◆ Excerpt:
- - -

Reputation: 3024
Input:
A B C
D E F
This file is NOT exclusively tab-delimited, some entries are space-delimited to look like they were tab-delimited (which is annoying). I tried reading in the file with the csv
module using the canonical tab delimited option hoping it wouldn't mind a few spaces (needless to say, my output came out botched with this code):
with open('file.txt') as f:
input = csv.reader(f, delimiter='\t')
for row in input:
print row
I then tried replacing the second line with csv.reader('\t'.join(f.split()))
to try to take advantage of Remove whitespace in Python using string.whitespace but my error was: AttributeError: 'file' object has no attribute 'split'
.
I also tried examining Can I import a CSV file and automatically infer the delimiter? but here the OP imported either semicolon-delimited or comma-delimited files, but not a file which was a random mixture of both kinds of delimiters.
Was wondering if the csv
module can handle reading in files with a mix of various delimiters or whether I should try a different approach (e.g., not use the csv
module)?
I am hoping that there exists a way to read in a file with a mixture of delimiters and automatically turn this file into a tab-delimited file.
Upvotes: 5
Views: 6360
Reputation: 127
.split() is an easy and nice solution for the situation that "consecutive, arbitrarily-mixed tabs and blanks as one delimiter"; However, this does not work while value with blank (enclosed by quote mark) appears.
First, we may replace each tab in the text file with one blank ' '
; This can simplify the situation to "consecutive, arbitrary-number of blanks as one delimiter".

- - -

◆ Material provided:
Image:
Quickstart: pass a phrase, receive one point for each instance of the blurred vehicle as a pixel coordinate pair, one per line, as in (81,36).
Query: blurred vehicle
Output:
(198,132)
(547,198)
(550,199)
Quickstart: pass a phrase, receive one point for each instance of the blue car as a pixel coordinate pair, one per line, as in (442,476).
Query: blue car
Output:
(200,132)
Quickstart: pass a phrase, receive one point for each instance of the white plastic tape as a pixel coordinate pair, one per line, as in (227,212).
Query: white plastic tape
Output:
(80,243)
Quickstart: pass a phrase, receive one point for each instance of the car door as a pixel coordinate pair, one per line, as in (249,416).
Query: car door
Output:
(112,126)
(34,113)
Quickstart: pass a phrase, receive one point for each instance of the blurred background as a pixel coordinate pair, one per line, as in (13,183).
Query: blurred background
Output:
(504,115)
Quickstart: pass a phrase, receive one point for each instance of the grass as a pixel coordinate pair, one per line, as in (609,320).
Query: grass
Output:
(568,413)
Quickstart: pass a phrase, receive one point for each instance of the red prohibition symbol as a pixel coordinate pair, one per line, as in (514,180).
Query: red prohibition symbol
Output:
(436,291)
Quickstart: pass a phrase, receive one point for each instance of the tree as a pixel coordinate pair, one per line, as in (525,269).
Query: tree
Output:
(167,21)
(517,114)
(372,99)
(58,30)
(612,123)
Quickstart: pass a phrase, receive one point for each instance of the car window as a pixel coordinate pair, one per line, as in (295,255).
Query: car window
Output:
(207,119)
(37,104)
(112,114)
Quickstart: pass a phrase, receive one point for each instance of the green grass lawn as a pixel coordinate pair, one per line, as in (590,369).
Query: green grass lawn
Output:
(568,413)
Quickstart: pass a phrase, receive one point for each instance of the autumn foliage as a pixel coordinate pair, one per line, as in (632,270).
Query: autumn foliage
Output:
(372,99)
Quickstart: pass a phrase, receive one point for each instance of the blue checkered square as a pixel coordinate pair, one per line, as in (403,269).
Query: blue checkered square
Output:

- - -

◆ Short problem A: According to the forum thread, what error appeared after the second line was replaced with csv.reader('\t'.join(f.split()))?
◆ Short problem B: Identify every line of the listing that contains the string "autumn", treating uppercase and lowercase as different.

◆ Reply A: AttributeError: 'file' object has no attribute 'split'

◆ Reply B:
Quickstart: pass a phrase, receive one point for each instance of the autumn foliage as a pixel coordinate pair, one per line, as in (632,270).
Query: autumn foliage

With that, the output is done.